**Source**
Having three boys, I couldn’t emulate the inti­mate relationship with my father that I had cherished when I was his only son and he took me along on his fishing and hunting excursions with other men. Instead, Rosalynn and I had to find opportunities for recreation with three growing boys. We spent weekends at Panama City Beach on occasion, and each year in the early summer we would drive down to Tavares, Florida, with two other farm families for a week of competitive fishing. We rented small boats and three rustic cabins alongside Lake Harris and would spend almost the entire day on the lake, leaving one of the adults ashore with the smallest children. Using our own gasoline motors, we would race early each morning to a favorite fishing spot, perhaps under a bridge, near one of the islands, or in an area of lily pads, and use long and slimy pond worms to entice bluegill bream and largemouth bass to our hooks.

Back to the cabins at noon, and late in the afternoon, we paid off bets, weighed our catch, bedded in ice what we wouldn’t be cooking, and joined in preparing our common meals. In the evenings, after the children were asleep, we had long discussions about fishing, farming, politics, and baseball, and then put on our favorite phonograph records and danced until the early morning hours.

We were quite concerned as we were coming in to dock one day and saw a large crowd gathered, waving their arms and shouting to us. We immediately assumed that one of the little children had had a serious accident but soon learned that five-year-old Chip had been fishing with a tiny cane pole and about six feet of string and, after a long struggle, had dragged a huge bass up on the beach. We took photographs of him with his fish and me alongside with one of my tiniest ones. Almost fifty years later, this still stands out as one of the most exciting moments in our family’s life.

As an outdoorsman since childhood and as Boy Scoutmaster when my sons were schoolboys, I took them on occasional overnight camping trips, and our entire family had two major sojourns of this kind. Designed to knit us together as closely as possible, our first was a weeklong trip around Georgia, camping out each night in a different state park, either in the mountains or along the seashore.

The other was more extensive, lasting almost two weeks and extending through the Carolinas, Virginia, Delaware, Maryland, and the District of Columbia. We resolved before leaving home that we would depend mostly on our fishing rods and swimsuits for recreation, sleep in our tent, cook our own meals on a Cole­man stove, and divide up the chores so that each of us would have specific responsibilities.

With the exception of three destinations, we did not have any fixed itinerary but would decide in a family council each night what we would do the next day. Rosalynn and I wanted to visit the U.S. Naval Academy, do some sightseeing in Washing­ton, and find the cabin in North Carolina where we had spent our honeymoon. Although we thoroughly enjoyed the camping experiences, our most lasting memory of the trip is that it rained almost constantly, and neither our tent nor any of our other possessions ever had a chance to dry. We’ll always remember the stench of the mildewing tent in the back of our station wagon and the difficulty of starting a campfire in the evenings.

Annapolis was a wonderful stop for me, because I was able to introduce my boys to the Naval Academy and act as a knowl­edgeable guide. After I identified myself at the office as an alum­nus, we received a pass to visit throughout the campus and to use one of the knockabouts for an afternoon of sailing. This was where I had asked Rosalynn to marry me and, after she finally accepted, where I had given her a miniature of our class ring during the week of my graduation.

**Information shown**
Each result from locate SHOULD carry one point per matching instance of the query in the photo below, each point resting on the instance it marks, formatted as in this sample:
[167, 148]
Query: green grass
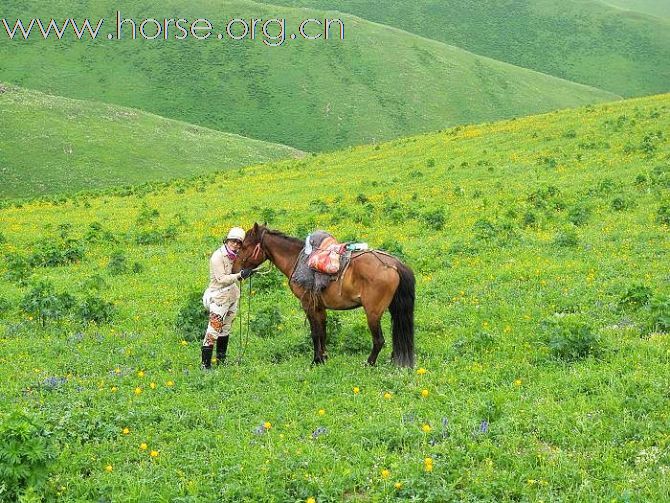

**Task to carry out**
Copy the stretch of the family-trips passage from "As an outdoorsman" through "along the seashore.", swapping "Georgia" for "Alabama".

**Reply to the task**
As an outdoorsman since childhood and as Boy Scoutmaster when my sons were schoolboys, I took them on occasional overnight camping trips, and our entire family had two major sojourns of this kind. Designed to knit us together as closely as possible, our first was a weeklong trip around Alabama, camping out each night in a different state park, either in the mountains or along the seashore.